**文書の抜粋**
####################

で、相手をそう形容するくらいだから、これは相手の強さ、実力差をまざまざ感じたところです。
プレスの意識は90分絶えることなく。適度なアジャストぶりも高い意識の賜物か。
流れる様なポゼッション。これも全員が視野を広く持とうとする意識。イレギュラーで自らに来たボールでもダイレクトでポゼッションへと繋げるプレーは、そんな意識から生まれたもの。
身体を入れる技術。一番驚いた箇所。こんなのって天性の技術だと思っていたけど、名古屋の選手全員その技術が高かったのにはビックリした。今までそんなイメージはなかっただけに、ここすらも変わったところ、なのかなぁ。何より今野が身体の入れあいで負けたのが衝撃だった。
何より監督采配。見たかった選手だった竹内を下げてバキを右SBに、増川をセンターに入れたDF改造で施した東京対策。しかも1点のリードを米山・竹内・山口の投入で徹底的に守りに来た。竹内を入れてからはガチンコの5バック。

####################

**データ一覧**
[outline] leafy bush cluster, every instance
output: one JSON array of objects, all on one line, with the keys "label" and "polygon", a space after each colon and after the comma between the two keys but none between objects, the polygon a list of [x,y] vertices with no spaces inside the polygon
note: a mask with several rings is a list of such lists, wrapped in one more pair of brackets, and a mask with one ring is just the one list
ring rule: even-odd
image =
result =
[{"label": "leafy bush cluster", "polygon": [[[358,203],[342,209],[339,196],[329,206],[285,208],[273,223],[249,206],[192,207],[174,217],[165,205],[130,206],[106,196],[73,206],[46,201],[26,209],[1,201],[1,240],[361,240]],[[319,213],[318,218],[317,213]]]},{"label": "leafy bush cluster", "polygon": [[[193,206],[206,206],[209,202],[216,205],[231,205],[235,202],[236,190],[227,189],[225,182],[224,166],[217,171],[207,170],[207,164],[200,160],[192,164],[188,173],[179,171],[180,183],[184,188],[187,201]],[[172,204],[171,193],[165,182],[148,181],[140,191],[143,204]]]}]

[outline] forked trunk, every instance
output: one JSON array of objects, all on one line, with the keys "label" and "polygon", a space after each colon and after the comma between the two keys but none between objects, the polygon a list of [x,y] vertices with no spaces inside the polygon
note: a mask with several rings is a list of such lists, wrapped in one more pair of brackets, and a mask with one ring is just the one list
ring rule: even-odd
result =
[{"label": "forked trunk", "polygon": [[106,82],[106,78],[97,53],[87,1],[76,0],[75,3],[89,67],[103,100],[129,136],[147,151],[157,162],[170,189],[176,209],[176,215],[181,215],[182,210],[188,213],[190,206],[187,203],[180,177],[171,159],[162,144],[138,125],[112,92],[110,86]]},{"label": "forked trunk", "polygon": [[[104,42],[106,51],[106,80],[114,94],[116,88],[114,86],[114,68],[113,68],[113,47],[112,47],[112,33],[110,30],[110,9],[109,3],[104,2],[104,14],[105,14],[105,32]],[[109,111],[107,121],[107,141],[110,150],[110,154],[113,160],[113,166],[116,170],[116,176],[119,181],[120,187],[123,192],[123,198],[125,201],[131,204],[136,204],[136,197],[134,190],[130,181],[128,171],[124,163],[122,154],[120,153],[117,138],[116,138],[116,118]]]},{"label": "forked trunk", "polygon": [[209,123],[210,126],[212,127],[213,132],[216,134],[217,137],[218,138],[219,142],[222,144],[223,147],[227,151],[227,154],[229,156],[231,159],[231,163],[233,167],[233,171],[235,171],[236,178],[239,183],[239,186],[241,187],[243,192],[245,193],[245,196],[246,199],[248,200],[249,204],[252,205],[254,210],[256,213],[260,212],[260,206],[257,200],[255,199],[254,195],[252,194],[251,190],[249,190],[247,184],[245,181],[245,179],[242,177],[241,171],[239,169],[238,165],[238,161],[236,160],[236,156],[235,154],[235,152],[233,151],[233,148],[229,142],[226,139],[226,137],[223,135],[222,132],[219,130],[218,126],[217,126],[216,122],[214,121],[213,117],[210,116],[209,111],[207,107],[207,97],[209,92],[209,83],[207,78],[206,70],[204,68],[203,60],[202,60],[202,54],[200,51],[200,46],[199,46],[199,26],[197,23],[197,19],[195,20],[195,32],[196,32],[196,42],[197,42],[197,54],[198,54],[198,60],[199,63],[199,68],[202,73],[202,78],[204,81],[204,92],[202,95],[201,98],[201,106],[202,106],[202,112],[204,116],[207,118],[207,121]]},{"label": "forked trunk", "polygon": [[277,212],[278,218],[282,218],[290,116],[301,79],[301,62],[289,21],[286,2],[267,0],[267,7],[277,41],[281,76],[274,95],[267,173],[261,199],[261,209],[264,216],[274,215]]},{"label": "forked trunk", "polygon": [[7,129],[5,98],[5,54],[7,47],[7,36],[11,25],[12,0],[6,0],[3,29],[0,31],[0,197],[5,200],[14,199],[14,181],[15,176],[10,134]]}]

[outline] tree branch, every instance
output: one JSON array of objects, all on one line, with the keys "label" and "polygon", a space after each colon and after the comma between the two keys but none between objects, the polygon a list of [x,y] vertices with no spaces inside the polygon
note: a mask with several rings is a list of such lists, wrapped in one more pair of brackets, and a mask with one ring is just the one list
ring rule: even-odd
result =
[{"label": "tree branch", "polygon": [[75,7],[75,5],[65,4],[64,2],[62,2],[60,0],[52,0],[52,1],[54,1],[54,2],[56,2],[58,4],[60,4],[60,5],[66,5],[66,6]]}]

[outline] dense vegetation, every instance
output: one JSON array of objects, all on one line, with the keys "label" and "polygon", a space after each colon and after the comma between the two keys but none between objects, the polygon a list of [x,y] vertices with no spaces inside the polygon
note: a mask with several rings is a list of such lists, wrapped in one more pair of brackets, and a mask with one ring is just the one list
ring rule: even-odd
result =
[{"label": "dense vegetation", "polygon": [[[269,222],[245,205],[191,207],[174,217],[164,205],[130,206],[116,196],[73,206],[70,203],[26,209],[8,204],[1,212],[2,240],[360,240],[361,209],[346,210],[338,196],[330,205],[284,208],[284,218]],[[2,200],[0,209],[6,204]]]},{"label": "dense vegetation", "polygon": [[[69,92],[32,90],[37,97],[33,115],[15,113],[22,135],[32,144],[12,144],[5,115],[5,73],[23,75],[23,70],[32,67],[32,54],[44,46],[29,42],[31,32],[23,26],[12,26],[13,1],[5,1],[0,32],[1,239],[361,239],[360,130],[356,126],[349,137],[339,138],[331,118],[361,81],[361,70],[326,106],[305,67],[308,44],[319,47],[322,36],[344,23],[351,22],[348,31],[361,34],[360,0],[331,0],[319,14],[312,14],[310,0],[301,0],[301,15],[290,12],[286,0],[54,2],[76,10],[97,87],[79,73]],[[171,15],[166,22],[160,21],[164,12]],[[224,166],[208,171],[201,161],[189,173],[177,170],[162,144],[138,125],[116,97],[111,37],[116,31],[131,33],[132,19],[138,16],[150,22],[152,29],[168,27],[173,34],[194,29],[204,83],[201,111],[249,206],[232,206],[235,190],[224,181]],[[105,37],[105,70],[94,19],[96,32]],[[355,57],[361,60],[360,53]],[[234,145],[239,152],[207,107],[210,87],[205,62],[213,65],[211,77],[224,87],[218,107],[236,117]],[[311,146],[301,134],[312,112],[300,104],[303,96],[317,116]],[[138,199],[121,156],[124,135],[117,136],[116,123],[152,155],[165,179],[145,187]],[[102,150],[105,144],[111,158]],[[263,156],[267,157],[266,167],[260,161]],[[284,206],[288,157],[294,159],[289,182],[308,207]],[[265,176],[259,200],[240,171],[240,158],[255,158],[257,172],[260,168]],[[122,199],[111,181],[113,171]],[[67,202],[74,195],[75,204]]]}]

####################

**資料を読む**
1) この試合評で、筆者が一番驚いたと書いているのは何ですか。
2) 次の(a)〜(c)がこの試合評の内容と合っているかを判断し、それぞれ「はい」か「いいえ」で答え、根拠となる箇所をそのまま引用してください。(a) 名古屋のプレスの意識は試合を通して途切れなかった。(b) 筆者は以前、身体を入れる技術は練習で身につくものだと考えていた。(c) 竹内が入ってからは4バックで守っていた。
3) 名古屋との試合を振り返るこの試合評を、最後の文の後から引き継いで書いてください。

**設問別の解答**
1) 身体を入れる技術です。

2)
(a) はい。「プレスの意識は90分絶えることなく。」
(b) いいえ。「こんなのって天性の技術だと思っていたけど」
(c) いいえ。「竹内を入れてからはガチンコの5バック。」

3)
正直、恐れ入った。評判のピクシー名古屋の初観戦だったが、ピクシーがあんなに現実的な手堅い采配を見せてくるとは。3連敗という状況証拠、だけではあぁは割り切れないかと。選手時代の華麗なプレーから勝手に持っていた先入観はまざまざと崩された。それでいてあの佇まい。今でも溢れるカリスマから「守れ!」と言われれば、それは選手も信じこんでしまうのではないか。ちょっと違ってくるが、タッツミーを思い出してみたり。
東京としては梶山の不在が響いた、と言いたいところだけど、じゃあ梶山がいたらかいくぐれたかと言えばそれはまた、その日になってみないと分からない話。強い名古屋に感心して、心地よい悔しさに包まれた。といっては言い過ぎか。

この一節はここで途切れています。